Direction => Write out every record in full, exactly as written, please.

____ Provided records

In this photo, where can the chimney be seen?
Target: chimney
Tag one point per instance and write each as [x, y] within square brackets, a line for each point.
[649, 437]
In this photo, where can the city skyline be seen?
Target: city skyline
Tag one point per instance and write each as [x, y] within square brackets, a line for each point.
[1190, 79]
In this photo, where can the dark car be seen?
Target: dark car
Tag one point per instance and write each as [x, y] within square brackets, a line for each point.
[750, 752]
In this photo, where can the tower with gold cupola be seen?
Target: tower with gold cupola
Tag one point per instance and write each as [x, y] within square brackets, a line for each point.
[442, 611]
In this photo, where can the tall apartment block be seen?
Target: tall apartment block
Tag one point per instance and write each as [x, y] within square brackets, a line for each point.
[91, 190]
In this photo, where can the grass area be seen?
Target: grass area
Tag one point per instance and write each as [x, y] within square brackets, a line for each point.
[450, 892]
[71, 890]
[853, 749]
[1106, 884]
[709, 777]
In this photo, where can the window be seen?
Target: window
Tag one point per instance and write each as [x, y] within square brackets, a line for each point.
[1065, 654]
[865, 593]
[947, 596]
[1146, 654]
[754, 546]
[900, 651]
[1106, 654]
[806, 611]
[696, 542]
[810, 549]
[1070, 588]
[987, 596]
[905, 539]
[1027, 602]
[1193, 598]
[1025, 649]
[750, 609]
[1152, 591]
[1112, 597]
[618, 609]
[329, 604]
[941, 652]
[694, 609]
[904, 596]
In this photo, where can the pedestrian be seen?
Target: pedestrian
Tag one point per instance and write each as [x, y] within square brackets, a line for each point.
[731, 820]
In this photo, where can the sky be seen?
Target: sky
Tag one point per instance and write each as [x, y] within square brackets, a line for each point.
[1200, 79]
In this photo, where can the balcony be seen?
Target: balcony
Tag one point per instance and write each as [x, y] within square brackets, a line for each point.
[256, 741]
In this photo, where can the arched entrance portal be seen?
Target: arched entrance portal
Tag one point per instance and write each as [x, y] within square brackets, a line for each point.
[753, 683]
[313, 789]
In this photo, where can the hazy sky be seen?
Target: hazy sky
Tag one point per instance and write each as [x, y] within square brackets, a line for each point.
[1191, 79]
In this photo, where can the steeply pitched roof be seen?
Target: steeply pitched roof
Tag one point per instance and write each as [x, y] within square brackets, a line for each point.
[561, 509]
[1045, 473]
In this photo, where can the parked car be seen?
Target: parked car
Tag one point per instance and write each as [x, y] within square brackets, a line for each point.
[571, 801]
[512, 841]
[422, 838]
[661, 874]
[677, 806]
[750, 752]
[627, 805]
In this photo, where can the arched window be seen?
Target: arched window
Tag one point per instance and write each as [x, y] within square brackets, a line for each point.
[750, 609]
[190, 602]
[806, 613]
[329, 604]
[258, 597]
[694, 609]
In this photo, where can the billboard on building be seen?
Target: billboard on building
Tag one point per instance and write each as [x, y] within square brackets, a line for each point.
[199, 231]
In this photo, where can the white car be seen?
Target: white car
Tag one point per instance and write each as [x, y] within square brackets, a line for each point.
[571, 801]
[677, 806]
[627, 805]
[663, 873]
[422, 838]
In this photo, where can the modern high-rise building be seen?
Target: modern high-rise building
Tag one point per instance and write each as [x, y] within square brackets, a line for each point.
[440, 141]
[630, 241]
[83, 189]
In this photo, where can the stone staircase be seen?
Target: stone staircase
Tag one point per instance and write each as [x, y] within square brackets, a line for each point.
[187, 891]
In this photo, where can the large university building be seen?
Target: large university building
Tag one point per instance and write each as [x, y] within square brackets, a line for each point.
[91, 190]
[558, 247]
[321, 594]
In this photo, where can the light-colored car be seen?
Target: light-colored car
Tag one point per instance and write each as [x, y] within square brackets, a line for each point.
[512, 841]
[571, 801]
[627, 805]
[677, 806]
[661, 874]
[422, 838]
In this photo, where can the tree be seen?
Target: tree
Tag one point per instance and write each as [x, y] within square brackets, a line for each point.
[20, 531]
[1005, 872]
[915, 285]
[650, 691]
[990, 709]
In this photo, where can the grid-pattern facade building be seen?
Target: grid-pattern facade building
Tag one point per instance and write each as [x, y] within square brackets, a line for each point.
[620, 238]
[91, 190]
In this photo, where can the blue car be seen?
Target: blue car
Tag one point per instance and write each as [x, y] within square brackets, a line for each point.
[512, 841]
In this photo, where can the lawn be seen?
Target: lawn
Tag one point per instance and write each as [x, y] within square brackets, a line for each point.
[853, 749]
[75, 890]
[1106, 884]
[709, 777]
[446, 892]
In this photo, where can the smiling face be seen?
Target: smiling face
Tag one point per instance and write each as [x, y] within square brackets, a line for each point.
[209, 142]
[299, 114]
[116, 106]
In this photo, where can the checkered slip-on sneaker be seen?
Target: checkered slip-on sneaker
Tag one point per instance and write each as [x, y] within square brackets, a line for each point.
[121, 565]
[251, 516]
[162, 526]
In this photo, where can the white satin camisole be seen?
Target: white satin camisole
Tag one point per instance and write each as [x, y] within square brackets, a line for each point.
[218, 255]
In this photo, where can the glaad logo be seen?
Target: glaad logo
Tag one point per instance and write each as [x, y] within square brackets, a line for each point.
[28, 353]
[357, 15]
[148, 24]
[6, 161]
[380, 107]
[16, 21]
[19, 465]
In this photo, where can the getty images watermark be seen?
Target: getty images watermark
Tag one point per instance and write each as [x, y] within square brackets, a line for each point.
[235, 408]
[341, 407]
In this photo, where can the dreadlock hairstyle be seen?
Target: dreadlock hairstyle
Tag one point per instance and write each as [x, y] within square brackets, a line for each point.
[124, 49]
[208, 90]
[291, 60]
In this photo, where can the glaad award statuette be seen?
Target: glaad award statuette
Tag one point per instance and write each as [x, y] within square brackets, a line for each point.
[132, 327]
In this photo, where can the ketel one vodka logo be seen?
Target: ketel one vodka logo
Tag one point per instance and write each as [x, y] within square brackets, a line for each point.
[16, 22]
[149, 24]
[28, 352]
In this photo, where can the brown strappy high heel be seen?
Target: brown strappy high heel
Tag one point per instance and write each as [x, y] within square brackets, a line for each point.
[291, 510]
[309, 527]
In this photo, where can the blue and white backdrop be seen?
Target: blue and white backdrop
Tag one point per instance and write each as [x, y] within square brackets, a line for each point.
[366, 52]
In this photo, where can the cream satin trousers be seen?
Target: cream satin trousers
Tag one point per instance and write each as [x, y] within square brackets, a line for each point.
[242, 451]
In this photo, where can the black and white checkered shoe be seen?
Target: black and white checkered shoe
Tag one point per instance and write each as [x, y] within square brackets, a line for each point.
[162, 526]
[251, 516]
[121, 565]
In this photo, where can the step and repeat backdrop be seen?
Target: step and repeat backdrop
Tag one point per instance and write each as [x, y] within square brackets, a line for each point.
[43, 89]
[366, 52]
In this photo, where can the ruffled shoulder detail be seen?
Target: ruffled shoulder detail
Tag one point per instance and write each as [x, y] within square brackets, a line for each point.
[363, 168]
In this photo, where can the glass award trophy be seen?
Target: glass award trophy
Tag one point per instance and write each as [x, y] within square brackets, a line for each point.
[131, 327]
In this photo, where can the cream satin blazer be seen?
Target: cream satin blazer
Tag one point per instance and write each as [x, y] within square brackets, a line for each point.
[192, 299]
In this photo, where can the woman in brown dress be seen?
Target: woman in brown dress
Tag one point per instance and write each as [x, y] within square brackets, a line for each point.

________

Written reply =>
In this photo, where can the chimney be seen?
Target: chimney
Tag one point per instance and write each as [x, y] within square brackets, a line for each point.
[649, 437]
In this photo, where can the city skyline be seen?
Target: city skyline
Tag one point per instance and write each as [x, y] within square brackets, a line for each point.
[1190, 79]
In this photo, where can the dark car be seen?
Target: dark car
Tag one point per instance and write each as [x, y] within square brackets, a line for each point.
[750, 752]
In this photo, where can the tower with gold cupola be seen?
Target: tower with gold cupola
Tag one point per instance and write each as [x, y] within square brackets, a line for each point.
[442, 611]
In this photo, where can the tall apartment block be seen?
Target: tall apartment block
Tag one point per instance and write each as [x, y] within square brackets, a line for each point.
[91, 190]
In this photo, where can the grass area be seen?
Target: grass area
Tag one point per instance and write each as [x, y] within square brackets, a line for each point.
[450, 892]
[71, 890]
[853, 749]
[1106, 884]
[709, 777]
In this photo, where can the window be seen?
Target: window
Tag one point per instance and write each as [x, y] within square brackets, a line for each point.
[1065, 654]
[865, 593]
[947, 596]
[1146, 654]
[754, 546]
[900, 651]
[1106, 654]
[806, 611]
[696, 542]
[810, 549]
[1070, 588]
[987, 596]
[905, 539]
[1027, 602]
[1193, 598]
[1025, 649]
[750, 609]
[1152, 591]
[1112, 597]
[618, 609]
[329, 604]
[941, 652]
[694, 609]
[904, 596]
In this photo, where can the pedestrian be seen?
Target: pedestrian
Tag one point per instance and write each as [x, y] within square brackets, a line for each point.
[731, 820]
In this photo, where can the sky be seen?
Target: sky
Tag one point per instance and write each as [x, y] within square brackets, a line for each point.
[1200, 79]
In this photo, where can the balcony be seen?
Target: balcony
Tag one point per instance and write each as [x, y] within square brackets, a line for each point.
[256, 741]
In this photo, where can the arched entrance portal be seen?
Target: arched entrance portal
Tag one point per instance and write each as [x, y] within square brackets, a line for each point.
[753, 683]
[313, 789]
In this photo, where can the hazy sky be seen?
Target: hazy sky
Tag one point per instance and write each as [x, y] within square brackets, a line for each point.
[1191, 79]
In this photo, where can the steeply pitched roof be seen?
Target: steeply pitched roof
Tag one point per instance and write each as [x, y] within square brackets, a line for each point.
[561, 509]
[1045, 473]
In this photo, where can the parked car be seen?
Target: parked car
Tag one point per instance and write each as [x, y] within square brackets, a line for each point.
[571, 801]
[512, 841]
[422, 838]
[661, 874]
[677, 806]
[750, 752]
[627, 805]
In this photo, where can the arched window be seen?
Target: arched window
Tag one point per instance and write each as [x, y] within square brackets, a line for each point.
[750, 609]
[190, 602]
[806, 613]
[329, 604]
[258, 597]
[694, 609]
In this photo, where can the billboard on building be seen?
Target: billboard on building
Tag one point per instance and write each as [x, y] within square brackets, a line for each point.
[199, 231]
In this photo, where can the white car be seen?
Target: white car
Tag one point per instance and write each as [x, y] within square brackets, a line for each point.
[571, 801]
[677, 806]
[627, 805]
[663, 873]
[422, 838]
In this photo, where can the modern high-rise building be seen?
Target: modern high-rise building
Tag one point per instance and write each as [x, y] within square brackets, a line for each point.
[440, 141]
[630, 241]
[83, 189]
In this photo, where can the stone staircase be seen?
Target: stone staircase
Tag one point per instance and write each as [x, y] within square brackets, a line for each point.
[187, 891]
In this photo, where can the large university building be seen?
Target: large university building
Tag one point per instance and write each as [x, y] within square brackets, a line for each point.
[91, 190]
[558, 247]
[321, 594]
In this photo, where can the light-colored car be seen?
Target: light-colored car
Tag one point per instance and write each as [x, y] within square brackets, a line for each point.
[512, 841]
[571, 801]
[627, 805]
[677, 806]
[661, 874]
[422, 838]
In this photo, where can the tree be seen?
Target: tree
Tag one point per instance and write each as [x, y] within square brackets, a line for each point.
[20, 531]
[1005, 872]
[915, 285]
[650, 691]
[990, 709]
In this photo, where can the grid-pattern facade building be seen?
Target: grid-pattern facade building
Tag one point per instance and write each as [x, y] within square brackets, a line for each point.
[620, 238]
[91, 190]
In this photo, where can the blue car be seen?
Target: blue car
Tag one point per instance and write each as [x, y] within square brackets, a line for each point.
[512, 841]
In this photo, where can the lawn be seen?
Target: lawn
Tag one point per instance and write each as [x, y] within square brackets, a line for each point.
[853, 749]
[75, 890]
[1106, 884]
[709, 777]
[446, 892]
In this photo, where can the smiling face be seen?
Target: smiling face
Tag one point per instance and write each as [x, y] within square brackets, a line for each point.
[209, 142]
[299, 114]
[116, 106]
In this photo, where can the checkered slip-on sneaker be seen?
Target: checkered slip-on sneaker
Tag one point per instance and write each as [x, y] within square brackets, a line for each point.
[121, 565]
[251, 516]
[162, 526]
In this photo, where can the white satin camisole be seen?
Target: white satin camisole
Tag one point per instance and write each as [x, y] within square brackets, a line for each point.
[218, 255]
In this photo, where can the glaad logo be seen?
Target: glaad logo
Tag one point per instance and write each as [x, y] within square brackets, a line for each point.
[28, 353]
[357, 15]
[148, 24]
[6, 161]
[380, 107]
[16, 21]
[19, 465]
In this photo, where can the getty images watermark be seen?
Target: getty images watermark
Tag one point per instance and write each as [x, y] within square brackets, a line for each point.
[235, 408]
[341, 407]
In this photo, where can the dreadlock hairstyle be seen?
Target: dreadlock hairstyle
Tag one point per instance and write each as [x, y] within square brackets, a line for each point.
[124, 49]
[208, 90]
[291, 60]
In this photo, where can the glaad award statuette be seen?
Target: glaad award statuette
Tag one point per instance and write each as [x, y] within square brackets, a line for each point.
[132, 327]
In this photo, where can the ketel one vodka logo be seen?
Target: ketel one vodka logo
Tag one point per instance and write each as [x, y] within square brackets, a line for each point.
[16, 22]
[149, 24]
[28, 352]
In this photo, where can the brown strappy high heel be seen?
Target: brown strappy high heel
Tag one point per instance and write each as [x, y] within square brackets, a line for each point.
[291, 510]
[309, 527]
In this photo, where can the blue and white backdrop be seen?
Target: blue and white backdrop
Tag one point per instance and write each as [x, y] within square brackets, a line for each point.
[366, 52]
In this photo, where can the cream satin trousers be seen?
Target: cream satin trousers
Tag one point per instance and write each as [x, y] within square brackets, a line for each point.
[242, 451]
In this photo, where can the black and white checkered shoe be seen?
Target: black and white checkered shoe
Tag one point per instance and write each as [x, y] within square brackets, a line for each point.
[162, 526]
[251, 516]
[121, 565]
In this photo, where can the step and repeat backdrop be seen?
Target: step and repeat backdrop
Tag one point per instance and write each as [x, y] within square brackets, a line for each point.
[43, 89]
[366, 52]
In this photo, where can the ruffled shoulder detail be seen?
Target: ruffled shoulder detail
Tag one point per instance and write each as [x, y] within square brackets, a line for each point.
[363, 168]
In this photo, where can the glass award trophy be seen?
Target: glass award trophy
Tag one point per instance and write each as [x, y] within square brackets, a line for each point.
[131, 327]
In this photo, where can the cream satin blazer be seen?
Target: cream satin blazer
Tag one point per instance and write each as [x, y] within square brackets, a line for each point.
[192, 299]
In this photo, where can the woman in brown dress be seen?
Target: woman in brown dress
Tag one point per instance and write each as [x, y] within square brackets, a line for each point.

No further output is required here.